Kutip utuh teks bacaan tentang harga minyak dunia di bawah ini tanpa mengubah satu kata pun.

Teks Bacaan:
━━━━━━━━━━
KABARBURSA.COM – Pergerakan harga minyak dunia pada penutupan pekan ini, Sabtu pagi WIB, 13 Desember 2025, Kembali melemah. Tidak hanya tergerus permasalahan geopolitik, isu pasokan global yang paling berpengaruh.
Brent ditutup melemah tipis ke USD61,12 per barel, sementara WTI berakhir di USD57,44 per barel. Secara mingguan, kedua acuan ini sudah terkoreksi lebih dari 4 persen, setelah sebelumnya juga turun sekitar 1,5 persen pada sesi Kamis, 11 Desember 2025.
Konsistensi pelemahan ini menunjukkan pasar secara kolektif sedang memprice-in kondisi oversupply yang semakin jelas terlihat dalam proyeksi lembaga internasional.
Proyeksi terbaru International Energy Agency menunjukkan bahwa suplai minyak dunia pada tahun depan berpotensi melampaui permintaan, yaitu hingga 3,84 juta barel per hari, hampir setara dengan 4 persen dari total konsumsi global.
━━━━━━━━━━
Bahan:

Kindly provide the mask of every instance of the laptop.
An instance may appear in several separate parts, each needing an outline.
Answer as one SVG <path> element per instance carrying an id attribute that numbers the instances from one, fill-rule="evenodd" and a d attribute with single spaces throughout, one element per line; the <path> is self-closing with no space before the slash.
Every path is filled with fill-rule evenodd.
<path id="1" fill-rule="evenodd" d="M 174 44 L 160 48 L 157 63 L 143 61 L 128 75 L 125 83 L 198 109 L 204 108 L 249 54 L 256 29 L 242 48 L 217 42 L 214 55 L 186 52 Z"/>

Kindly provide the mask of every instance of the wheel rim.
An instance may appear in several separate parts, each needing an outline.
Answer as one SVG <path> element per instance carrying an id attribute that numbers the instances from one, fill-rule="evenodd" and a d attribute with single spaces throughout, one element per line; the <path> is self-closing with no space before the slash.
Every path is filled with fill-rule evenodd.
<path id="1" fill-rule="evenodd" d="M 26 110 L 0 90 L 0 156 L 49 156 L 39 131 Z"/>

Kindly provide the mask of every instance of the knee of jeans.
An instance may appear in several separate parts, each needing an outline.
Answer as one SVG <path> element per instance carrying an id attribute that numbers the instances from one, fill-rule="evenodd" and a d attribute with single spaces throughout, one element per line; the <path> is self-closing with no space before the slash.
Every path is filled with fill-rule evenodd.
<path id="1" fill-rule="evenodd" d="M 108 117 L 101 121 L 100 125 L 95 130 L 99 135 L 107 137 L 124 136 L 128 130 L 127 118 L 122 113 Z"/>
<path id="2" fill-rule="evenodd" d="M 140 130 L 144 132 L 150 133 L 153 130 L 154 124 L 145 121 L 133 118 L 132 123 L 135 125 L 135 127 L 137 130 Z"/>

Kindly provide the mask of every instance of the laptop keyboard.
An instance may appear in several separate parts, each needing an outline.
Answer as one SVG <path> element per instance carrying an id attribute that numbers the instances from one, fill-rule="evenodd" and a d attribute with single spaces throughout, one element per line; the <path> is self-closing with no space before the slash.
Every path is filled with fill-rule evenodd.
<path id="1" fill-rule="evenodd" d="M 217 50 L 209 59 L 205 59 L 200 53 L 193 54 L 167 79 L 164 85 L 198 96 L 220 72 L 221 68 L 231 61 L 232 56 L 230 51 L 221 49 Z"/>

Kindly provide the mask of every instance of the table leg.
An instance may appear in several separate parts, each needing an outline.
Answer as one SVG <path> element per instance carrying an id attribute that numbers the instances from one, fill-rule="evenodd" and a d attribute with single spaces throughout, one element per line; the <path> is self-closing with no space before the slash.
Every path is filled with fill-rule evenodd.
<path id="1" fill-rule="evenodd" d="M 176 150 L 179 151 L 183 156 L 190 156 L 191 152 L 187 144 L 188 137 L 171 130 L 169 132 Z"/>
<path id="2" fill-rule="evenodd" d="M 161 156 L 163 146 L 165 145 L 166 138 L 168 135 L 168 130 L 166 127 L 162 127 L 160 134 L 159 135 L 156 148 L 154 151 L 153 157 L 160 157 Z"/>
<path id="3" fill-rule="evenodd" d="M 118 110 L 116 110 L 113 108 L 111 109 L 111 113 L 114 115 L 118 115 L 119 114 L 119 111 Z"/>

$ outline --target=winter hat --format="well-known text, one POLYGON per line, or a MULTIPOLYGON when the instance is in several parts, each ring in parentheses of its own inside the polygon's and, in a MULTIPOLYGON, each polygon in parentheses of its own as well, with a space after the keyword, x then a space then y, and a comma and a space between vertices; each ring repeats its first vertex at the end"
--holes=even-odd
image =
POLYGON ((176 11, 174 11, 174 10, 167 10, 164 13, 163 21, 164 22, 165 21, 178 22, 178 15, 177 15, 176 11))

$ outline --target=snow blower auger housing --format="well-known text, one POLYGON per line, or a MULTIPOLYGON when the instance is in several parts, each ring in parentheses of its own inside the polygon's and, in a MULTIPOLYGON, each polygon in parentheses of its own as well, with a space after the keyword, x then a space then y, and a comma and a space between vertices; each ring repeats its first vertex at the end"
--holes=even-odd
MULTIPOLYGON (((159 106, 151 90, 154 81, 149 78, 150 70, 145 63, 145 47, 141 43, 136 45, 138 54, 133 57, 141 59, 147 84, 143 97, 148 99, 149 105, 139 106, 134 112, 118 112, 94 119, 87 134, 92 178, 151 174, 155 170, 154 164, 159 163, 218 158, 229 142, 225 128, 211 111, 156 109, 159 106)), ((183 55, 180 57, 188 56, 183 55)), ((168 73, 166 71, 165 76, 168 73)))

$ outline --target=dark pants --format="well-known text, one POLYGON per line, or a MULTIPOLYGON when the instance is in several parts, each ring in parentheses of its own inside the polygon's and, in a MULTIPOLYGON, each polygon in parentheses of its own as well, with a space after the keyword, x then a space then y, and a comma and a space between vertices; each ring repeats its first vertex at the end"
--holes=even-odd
━━━━━━━━━━
Jawaban Latihan:
KABARBURSA.COM – Pergerakan harga minyak dunia pada penutupan pekan ini, Sabtu pagi WIB, 13 Desember 2025, Kembali melemah. Tidak hanya tergerus permasalahan geopolitik, isu pasokan global yang paling berpengaruh.
Brent ditutup melemah tipis ke USD61,12 per barel, sementara WTI berakhir di USD57,44 per barel. Secara mingguan, kedua acuan ini sudah terkoreksi lebih dari 4 persen, setelah sebelumnya juga turun sekitar 1,5 persen pada sesi Kamis, 11 Desember 2025.
Konsistensi pelemahan ini menunjukkan pasar secara kolektif sedang memprice-in kondisi oversupply yang semakin jelas terlihat dalam proyeksi lembaga internasional.
Proyeksi terbaru International Energy Agency menunjukkan bahwa suplai minyak dunia pada tahun depan berpotensi melampaui permintaan, yaitu hingga 3,84 juta barel per hari, hampir setara dengan 4 persen dari total konsumsi global.